[Region pointing data]
......

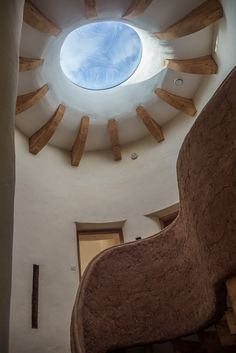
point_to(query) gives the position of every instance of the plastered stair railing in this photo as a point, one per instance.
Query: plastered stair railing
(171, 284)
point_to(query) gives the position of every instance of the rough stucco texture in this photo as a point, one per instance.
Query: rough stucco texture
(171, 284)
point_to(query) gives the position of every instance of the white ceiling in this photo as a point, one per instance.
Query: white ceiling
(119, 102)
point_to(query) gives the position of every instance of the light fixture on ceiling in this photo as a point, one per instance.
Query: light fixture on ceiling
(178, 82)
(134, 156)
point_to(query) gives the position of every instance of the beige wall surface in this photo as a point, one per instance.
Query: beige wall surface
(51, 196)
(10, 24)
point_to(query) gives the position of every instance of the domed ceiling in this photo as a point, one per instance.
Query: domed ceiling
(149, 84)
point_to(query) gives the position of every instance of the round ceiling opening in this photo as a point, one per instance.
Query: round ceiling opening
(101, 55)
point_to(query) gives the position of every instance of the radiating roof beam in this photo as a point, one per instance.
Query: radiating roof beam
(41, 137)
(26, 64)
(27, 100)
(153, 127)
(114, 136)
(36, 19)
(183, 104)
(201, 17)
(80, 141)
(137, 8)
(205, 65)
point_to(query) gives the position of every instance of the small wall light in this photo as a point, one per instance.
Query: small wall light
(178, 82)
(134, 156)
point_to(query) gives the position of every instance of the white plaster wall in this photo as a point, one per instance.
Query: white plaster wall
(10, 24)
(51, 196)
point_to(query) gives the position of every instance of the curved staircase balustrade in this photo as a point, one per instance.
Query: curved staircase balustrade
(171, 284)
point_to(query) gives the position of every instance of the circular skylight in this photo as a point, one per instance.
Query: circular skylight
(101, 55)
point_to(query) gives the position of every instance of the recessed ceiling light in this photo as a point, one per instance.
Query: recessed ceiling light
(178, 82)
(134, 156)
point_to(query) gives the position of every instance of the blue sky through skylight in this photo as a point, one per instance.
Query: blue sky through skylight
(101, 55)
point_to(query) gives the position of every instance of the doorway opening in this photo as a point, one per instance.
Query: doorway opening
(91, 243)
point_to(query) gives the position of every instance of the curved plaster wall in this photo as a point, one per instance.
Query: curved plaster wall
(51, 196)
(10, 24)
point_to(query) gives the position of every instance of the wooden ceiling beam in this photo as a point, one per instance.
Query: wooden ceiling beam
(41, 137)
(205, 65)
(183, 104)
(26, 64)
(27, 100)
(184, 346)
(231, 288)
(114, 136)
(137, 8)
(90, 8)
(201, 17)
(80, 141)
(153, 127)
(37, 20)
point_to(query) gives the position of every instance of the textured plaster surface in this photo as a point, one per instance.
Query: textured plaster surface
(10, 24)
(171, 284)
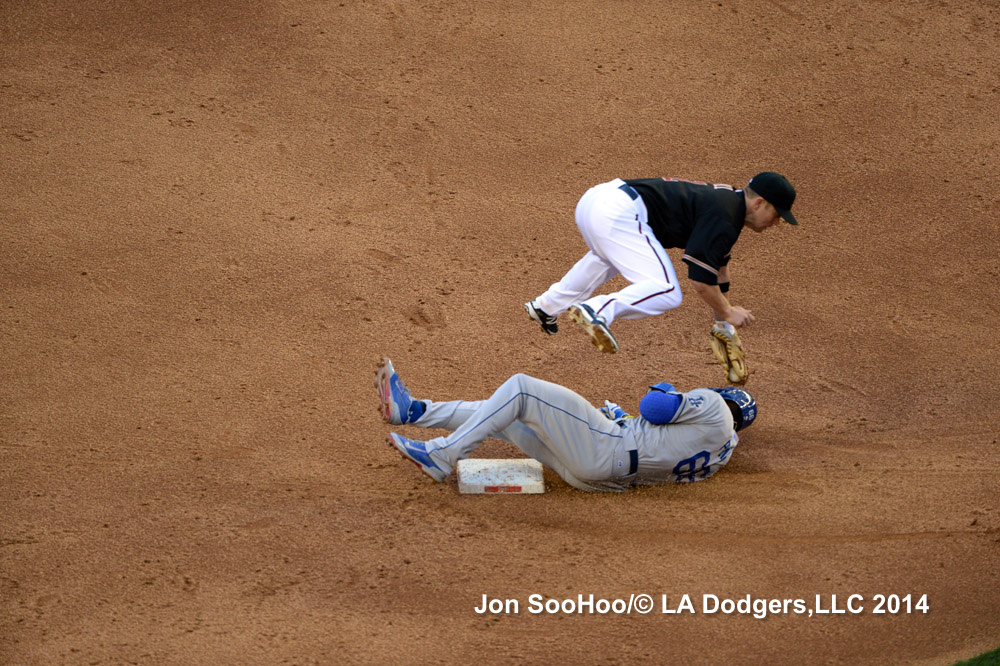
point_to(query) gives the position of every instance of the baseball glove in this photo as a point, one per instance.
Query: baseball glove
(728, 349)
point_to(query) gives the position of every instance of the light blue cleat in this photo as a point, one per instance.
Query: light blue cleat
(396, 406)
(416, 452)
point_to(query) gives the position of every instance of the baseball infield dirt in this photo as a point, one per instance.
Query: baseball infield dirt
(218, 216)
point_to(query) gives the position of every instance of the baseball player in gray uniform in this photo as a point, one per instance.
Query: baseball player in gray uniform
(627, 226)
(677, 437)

......

• [Action item]: Copy exactly, without pictures, the lines above from the one with "the white plaster" down to the one with "the light blue", inclusive.

• [Answer to this task]:
point_to(query) gives the position of every instance of the white plaster wall in this photo as a point, one per instance.
Query: white plaster wall
(10, 24)
(51, 196)
point_to(query) gives the position of every instance of the curved staircase balustrade in this photo as a point, one per instance.
Query: curved staircase balustrade
(171, 284)
point_to(query) gives the position of every instance of the circular skylight in this photo as a point, one per instance.
Query: circular skylight
(101, 55)
point_to(query) gives the position of every instance of the recessed ceiling light in this photo as a point, one per instance.
Query: recessed ceiling light
(178, 82)
(134, 156)
point_to(query) gives the position of every instance of the blue sky through skylight in this photo as a point, one per instance.
Query: blue sky through skylight
(101, 55)
point_to(query) gives the position of every instance of the doorway opening in this photo as a point, one per instance.
Query: doorway opening
(91, 243)
point_to(query) gives the position of every instance of the curved plaster wall in this photo as a point, one per instance.
Query: curved plaster wall
(51, 196)
(10, 24)
point_to(query) gives the position of every instance of the wooden ceiling beam in this photo as a point, one per instance.
Query: wooden ceiling beam
(41, 137)
(205, 65)
(183, 104)
(26, 64)
(27, 100)
(184, 346)
(231, 288)
(114, 136)
(137, 8)
(90, 8)
(201, 17)
(80, 141)
(153, 127)
(37, 20)
point_to(query) gives the position of every instance of the textured plaster surface in this photo as a point, one per instance.
Query: textured plaster surface
(10, 24)
(171, 284)
point_to(query) gives the position of every instance of the baseball glove in this photo as a point, one per instance.
Query: baseball glove
(728, 349)
point_to(query) gives the position of every instance of the light blue cleat in this photo as a point, one per instance.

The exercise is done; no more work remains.